#### The task
Will you recast the listing from its first line through the line containing "<point>682,254</point>", including that line, as a JSON list of strings with one string per line and blank lines left out?

(Location annotation dataset excerpts)

----

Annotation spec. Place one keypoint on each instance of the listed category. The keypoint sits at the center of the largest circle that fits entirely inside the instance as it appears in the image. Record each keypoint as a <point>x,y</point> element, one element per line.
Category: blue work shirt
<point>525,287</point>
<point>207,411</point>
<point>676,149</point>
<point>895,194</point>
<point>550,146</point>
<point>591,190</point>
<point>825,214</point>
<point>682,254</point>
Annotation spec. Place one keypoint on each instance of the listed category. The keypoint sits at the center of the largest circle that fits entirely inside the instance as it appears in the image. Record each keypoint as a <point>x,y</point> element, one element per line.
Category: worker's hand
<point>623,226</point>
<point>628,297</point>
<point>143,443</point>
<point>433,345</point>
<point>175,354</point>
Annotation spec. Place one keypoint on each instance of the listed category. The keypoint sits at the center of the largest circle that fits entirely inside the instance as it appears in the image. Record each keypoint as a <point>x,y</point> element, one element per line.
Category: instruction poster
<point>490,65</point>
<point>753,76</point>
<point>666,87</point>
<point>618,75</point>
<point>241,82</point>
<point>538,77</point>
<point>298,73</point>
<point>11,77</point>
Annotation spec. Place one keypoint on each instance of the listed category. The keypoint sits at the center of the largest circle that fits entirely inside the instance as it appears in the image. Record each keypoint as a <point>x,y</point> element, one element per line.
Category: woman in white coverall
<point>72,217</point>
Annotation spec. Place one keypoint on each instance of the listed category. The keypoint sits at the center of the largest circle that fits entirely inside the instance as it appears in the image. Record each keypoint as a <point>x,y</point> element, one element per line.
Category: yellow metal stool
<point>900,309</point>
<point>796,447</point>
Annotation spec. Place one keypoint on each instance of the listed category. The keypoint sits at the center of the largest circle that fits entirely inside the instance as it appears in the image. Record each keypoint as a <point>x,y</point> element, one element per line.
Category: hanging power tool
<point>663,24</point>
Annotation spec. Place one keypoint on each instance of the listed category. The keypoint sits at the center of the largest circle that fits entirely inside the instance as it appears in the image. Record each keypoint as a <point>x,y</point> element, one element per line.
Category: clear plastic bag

----

#### Complete response
[
  "Annotation spec. Place one keypoint on each instance of the listed category. The keypoint sits at the center of the largest circle that fits entirely inside the instance as it appears in the image. Record each keypoint as a <point>x,y</point> element, one element per line.",
  "Category: blue work shirt",
  "<point>525,287</point>",
  "<point>207,411</point>",
  "<point>676,149</point>",
  "<point>895,194</point>",
  "<point>550,146</point>",
  "<point>591,190</point>",
  "<point>825,214</point>",
  "<point>682,254</point>"
]